_Texte à lire_:
# # #
La décadanse

Festival EVERYBODY’S PERFECT: JE, TU, IL, ELLE de Chantal Akerman

Spoutnik

Collaboration avec le festival EVERYBODY’S PERFECT

Il y a trois ans, on avait collaboré une première fois avec le festival Everybody’s Perfect, autour d’un film magnifique, Hide and Seek (1996) de la cinéaste expérimentale Su Friedrich. Cette année, le festival est revenu vers nous. Et cela a été l’occasion de poursuivre la recherche autour du cinéma expérimental et de ses rapports possibles avec des récits LGBTIQ+. On a découvert le travail de Coni Beeson, cinéaste américaine qui a composé une forme de célébration du désir lesbien dans ses courts-métrages en 16mm. Coni bricole au tout début des années 70 et est probablement l’une des premières à ouvrir une brèche quant à la représentation du couple féminin dans sa sexualité.
Plus au moins dans les mêmes années, en 1974 précisément, Chantal Akerman réalise Je, tu, il, elle. La cinéaste se met en scène dans une chambre, nue, cloîtrée et occupée à écrire et déchirer des lettres à une destinataire inconnue. Jusqu’à un corps à corps possible avec cette amante, son personnage traverse des situations tendues – notamment avec un homme – et cherche une place. En contraste avec l’allégresse des films de Coni Beeson, celui d’Akerman inscrit le désir et l’érotisme dans un¨parcours nécessairement tortueux et contrarié.
# # #
(Extrait du jeu de données)
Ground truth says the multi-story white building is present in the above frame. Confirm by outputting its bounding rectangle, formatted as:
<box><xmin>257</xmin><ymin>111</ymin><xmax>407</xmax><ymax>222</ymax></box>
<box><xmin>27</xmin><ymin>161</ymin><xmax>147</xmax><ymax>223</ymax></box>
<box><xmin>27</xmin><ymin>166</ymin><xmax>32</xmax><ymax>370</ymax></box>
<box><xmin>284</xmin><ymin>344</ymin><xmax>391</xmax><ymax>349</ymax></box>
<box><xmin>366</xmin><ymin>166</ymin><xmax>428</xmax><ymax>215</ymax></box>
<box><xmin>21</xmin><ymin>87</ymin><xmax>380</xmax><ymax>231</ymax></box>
# # #
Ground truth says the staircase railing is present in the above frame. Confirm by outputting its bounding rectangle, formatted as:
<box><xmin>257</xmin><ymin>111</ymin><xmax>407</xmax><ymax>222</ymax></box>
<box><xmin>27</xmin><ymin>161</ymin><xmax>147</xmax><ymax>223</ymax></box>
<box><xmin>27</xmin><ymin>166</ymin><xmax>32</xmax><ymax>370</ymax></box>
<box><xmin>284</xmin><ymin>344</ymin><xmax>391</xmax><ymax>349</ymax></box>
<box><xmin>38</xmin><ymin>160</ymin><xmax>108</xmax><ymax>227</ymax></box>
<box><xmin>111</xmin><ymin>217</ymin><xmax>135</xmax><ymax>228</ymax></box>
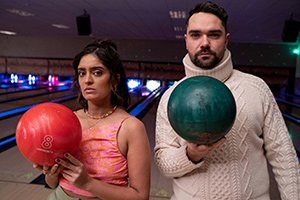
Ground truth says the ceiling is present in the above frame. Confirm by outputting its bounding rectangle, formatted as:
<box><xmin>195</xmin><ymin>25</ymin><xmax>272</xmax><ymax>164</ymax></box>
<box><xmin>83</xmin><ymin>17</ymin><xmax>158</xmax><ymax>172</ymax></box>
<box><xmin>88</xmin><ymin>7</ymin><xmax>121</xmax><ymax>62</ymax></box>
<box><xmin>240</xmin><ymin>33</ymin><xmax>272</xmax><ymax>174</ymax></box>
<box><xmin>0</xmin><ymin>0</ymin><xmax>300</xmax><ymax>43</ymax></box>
# # #
_À faire_:
Modifiez le texte sur le festival en recopiant tout ce qui va de "Festival EVERYBODY’S PERFECT: JE, TU, IL, ELLE" jusqu'à "dans sa sexualité.", avec "remarquable" à la place de "magnifique".

_Résultat obtenu_:
Festival EVERYBODY’S PERFECT: JE, TU, IL, ELLE de Chantal Akerman

Spoutnik

Collaboration avec le festival EVERYBODY’S PERFECT

Il y a trois ans, on avait collaboré une première fois avec le festival Everybody’s Perfect, autour d’un film remarquable, Hide and Seek (1996) de la cinéaste expérimentale Su Friedrich. Cette année, le festival est revenu vers nous. Et cela a été l’occasion de poursuivre la recherche autour du cinéma expérimental et de ses rapports possibles avec des récits LGBTIQ+. On a découvert le travail de Coni Beeson, cinéaste américaine qui a composé une forme de célébration du désir lesbien dans ses courts-métrages en 16mm. Coni bricole au tout début des années 70 et est probablement l’une des premières à ouvrir une brèche quant à la représentation du couple féminin dans sa sexualité.